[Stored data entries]
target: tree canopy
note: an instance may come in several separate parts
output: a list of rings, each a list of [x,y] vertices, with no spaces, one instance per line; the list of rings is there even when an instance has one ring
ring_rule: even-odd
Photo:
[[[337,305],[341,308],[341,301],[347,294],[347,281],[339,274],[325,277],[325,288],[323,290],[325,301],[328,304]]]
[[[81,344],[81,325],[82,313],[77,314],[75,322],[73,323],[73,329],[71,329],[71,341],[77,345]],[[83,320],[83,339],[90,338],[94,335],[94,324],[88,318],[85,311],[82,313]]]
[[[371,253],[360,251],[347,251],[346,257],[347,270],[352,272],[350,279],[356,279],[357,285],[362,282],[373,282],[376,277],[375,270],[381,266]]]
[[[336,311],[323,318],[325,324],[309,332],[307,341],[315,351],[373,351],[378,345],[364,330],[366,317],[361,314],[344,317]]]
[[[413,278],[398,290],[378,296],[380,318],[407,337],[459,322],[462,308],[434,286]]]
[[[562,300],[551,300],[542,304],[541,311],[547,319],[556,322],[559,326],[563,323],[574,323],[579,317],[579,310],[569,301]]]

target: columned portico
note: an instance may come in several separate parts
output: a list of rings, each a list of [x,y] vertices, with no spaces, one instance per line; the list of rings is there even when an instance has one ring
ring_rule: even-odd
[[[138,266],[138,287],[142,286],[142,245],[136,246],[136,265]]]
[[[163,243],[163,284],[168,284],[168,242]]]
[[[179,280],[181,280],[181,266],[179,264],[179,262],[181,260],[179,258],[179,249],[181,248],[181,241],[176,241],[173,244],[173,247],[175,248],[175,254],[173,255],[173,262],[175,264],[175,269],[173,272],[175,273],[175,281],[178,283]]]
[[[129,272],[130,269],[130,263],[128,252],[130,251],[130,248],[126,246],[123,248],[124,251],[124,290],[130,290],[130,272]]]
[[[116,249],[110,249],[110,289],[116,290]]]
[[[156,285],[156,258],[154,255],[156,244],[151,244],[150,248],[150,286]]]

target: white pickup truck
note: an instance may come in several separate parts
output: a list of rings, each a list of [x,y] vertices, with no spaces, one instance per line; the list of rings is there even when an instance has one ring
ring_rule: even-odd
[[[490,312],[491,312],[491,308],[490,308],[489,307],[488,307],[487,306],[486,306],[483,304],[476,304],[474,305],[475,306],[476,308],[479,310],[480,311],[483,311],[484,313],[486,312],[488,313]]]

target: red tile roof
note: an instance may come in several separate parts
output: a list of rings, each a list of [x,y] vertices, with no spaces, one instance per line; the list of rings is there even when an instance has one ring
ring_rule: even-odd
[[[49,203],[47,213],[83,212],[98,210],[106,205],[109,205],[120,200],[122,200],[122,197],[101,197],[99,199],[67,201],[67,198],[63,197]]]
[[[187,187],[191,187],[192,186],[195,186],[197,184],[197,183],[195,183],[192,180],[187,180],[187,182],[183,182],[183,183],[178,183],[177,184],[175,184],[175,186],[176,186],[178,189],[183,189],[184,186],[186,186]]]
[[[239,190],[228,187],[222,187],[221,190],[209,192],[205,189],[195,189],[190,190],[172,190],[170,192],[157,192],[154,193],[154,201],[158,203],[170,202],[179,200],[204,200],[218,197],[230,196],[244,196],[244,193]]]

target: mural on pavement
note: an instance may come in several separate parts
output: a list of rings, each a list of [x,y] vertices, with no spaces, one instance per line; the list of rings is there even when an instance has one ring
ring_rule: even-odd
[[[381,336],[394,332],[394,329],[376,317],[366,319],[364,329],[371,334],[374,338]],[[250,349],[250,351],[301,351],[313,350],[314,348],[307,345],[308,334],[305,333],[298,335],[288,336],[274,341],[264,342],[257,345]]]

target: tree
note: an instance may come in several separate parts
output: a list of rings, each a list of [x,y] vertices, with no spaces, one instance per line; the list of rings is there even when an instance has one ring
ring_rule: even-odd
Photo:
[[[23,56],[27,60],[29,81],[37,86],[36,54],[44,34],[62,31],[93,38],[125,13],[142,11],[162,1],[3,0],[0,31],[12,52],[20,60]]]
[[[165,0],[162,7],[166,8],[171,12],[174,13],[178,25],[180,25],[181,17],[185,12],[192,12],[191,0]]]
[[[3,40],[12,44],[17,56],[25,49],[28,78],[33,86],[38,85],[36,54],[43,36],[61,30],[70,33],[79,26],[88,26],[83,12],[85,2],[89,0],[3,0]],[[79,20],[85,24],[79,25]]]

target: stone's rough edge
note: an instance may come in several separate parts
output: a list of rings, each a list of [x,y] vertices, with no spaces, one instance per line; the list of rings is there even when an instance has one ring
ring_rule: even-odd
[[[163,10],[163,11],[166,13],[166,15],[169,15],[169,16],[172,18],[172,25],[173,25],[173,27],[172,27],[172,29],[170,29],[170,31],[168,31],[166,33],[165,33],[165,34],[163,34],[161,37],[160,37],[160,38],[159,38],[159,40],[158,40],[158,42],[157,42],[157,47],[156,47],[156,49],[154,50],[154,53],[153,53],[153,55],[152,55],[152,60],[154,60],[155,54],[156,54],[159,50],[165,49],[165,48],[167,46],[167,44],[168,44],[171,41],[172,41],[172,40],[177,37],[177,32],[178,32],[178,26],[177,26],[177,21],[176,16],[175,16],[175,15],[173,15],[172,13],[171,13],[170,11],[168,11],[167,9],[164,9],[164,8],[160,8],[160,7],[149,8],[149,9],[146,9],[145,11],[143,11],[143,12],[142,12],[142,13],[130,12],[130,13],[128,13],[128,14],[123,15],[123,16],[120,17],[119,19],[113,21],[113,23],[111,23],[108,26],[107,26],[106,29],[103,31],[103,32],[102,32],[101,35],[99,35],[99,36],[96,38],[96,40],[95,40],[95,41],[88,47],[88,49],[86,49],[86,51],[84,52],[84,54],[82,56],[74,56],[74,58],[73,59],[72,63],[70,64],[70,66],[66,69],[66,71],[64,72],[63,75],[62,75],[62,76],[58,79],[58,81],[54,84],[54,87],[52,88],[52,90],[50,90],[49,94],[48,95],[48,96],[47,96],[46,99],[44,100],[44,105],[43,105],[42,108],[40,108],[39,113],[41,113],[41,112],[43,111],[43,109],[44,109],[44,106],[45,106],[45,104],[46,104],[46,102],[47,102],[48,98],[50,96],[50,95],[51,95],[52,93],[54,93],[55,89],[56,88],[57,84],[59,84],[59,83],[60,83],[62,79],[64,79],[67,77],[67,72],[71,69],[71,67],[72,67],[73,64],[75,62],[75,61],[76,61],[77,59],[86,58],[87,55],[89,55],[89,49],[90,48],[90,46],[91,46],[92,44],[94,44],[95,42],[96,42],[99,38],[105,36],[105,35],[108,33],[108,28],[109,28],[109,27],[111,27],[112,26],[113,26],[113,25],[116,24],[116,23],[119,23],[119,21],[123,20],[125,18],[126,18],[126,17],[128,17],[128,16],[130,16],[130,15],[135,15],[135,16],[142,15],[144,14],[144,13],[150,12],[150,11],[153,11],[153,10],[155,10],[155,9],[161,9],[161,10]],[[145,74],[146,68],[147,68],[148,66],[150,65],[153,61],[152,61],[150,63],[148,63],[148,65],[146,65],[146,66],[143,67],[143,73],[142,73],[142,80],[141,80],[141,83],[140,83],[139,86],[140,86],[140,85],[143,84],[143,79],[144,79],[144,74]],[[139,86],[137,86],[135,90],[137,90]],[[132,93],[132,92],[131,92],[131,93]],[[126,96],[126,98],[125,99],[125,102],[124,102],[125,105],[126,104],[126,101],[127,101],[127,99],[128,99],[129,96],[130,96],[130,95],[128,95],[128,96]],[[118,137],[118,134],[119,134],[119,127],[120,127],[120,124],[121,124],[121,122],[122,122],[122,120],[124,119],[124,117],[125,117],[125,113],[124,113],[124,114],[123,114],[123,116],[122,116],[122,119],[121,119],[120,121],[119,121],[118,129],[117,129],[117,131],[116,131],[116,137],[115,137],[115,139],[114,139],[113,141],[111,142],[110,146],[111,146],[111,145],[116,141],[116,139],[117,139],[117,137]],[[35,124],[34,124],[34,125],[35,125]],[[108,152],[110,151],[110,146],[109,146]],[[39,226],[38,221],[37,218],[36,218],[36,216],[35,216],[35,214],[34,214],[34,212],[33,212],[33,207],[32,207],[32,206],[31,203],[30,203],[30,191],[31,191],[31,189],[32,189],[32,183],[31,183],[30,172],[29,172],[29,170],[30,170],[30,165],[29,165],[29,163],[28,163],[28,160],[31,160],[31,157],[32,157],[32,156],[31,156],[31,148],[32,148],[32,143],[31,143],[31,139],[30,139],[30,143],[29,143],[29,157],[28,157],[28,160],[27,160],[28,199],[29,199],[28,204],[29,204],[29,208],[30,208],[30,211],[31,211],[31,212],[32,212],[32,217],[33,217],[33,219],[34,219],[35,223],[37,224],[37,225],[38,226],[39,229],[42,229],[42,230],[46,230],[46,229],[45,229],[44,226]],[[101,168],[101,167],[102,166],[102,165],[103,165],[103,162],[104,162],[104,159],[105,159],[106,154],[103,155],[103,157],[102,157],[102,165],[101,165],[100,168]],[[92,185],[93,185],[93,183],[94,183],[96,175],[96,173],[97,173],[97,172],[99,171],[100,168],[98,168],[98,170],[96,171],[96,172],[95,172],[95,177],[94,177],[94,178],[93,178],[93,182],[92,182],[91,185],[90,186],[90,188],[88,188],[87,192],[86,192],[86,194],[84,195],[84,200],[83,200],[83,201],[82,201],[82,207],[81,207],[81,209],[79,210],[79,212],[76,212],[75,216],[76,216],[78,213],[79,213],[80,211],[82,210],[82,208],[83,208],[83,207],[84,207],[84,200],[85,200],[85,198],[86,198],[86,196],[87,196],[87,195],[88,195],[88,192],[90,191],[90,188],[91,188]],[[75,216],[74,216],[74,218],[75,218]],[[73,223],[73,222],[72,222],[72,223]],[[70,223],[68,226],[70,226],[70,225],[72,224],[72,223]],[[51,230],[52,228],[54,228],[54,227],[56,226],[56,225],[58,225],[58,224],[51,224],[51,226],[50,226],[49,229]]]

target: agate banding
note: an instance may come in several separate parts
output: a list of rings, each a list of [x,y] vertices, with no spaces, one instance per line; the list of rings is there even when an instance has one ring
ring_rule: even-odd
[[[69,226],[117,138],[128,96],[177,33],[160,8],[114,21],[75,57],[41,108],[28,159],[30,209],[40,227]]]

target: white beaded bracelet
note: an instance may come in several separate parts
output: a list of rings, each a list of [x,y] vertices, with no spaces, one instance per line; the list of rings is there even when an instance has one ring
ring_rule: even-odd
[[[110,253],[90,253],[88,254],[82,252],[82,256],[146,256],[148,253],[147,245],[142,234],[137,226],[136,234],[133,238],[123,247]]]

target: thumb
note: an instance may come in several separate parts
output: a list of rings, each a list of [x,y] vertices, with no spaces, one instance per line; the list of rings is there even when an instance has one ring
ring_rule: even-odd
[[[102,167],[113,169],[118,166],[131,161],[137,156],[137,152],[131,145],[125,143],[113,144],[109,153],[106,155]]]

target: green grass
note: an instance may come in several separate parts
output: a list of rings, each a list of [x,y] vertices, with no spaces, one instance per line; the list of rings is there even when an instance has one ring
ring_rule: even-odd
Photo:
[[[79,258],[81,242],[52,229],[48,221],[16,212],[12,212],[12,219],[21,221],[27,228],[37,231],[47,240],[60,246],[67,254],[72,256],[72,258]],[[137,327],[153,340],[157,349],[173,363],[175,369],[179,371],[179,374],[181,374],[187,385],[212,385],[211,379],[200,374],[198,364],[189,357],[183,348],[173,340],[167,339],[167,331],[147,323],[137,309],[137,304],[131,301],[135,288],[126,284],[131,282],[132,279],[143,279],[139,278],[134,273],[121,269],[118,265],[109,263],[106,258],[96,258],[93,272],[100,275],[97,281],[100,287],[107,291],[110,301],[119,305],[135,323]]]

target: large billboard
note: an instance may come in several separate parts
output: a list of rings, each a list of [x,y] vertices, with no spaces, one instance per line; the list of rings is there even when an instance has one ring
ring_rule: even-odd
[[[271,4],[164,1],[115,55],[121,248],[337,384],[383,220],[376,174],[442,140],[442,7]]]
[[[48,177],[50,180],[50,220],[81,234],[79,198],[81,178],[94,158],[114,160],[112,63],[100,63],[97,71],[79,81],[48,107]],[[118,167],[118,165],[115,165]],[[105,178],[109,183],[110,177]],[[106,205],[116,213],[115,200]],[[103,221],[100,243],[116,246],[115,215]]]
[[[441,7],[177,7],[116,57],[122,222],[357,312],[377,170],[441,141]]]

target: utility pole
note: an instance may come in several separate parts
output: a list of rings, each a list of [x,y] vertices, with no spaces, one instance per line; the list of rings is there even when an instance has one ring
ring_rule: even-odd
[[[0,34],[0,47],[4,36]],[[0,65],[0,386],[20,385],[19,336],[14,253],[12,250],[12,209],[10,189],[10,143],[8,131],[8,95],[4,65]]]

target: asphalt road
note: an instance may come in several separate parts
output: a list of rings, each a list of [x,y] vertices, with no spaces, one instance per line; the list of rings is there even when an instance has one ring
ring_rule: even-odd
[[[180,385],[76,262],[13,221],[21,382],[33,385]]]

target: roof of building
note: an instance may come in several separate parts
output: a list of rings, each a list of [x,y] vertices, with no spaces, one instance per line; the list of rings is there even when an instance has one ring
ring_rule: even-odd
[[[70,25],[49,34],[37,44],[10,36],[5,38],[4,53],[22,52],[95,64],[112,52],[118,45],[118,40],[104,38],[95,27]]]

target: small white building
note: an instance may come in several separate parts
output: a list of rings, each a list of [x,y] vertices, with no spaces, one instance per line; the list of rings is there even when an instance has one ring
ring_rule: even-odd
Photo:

§ Task directions: Switch "even-odd" to "nonzero" in everything from the line containing "target: small white building" down to the end of the listing. Write out only those lines again, with nothing else altered.

§ Right answer:
target: small white building
note: an instance may come in several separate parts
output: a list of rings, each a list of [x,y] vertices, with no spaces, one instance per line; the list of rings is there even when an instance has one ring
ring_rule: nonzero
Photo:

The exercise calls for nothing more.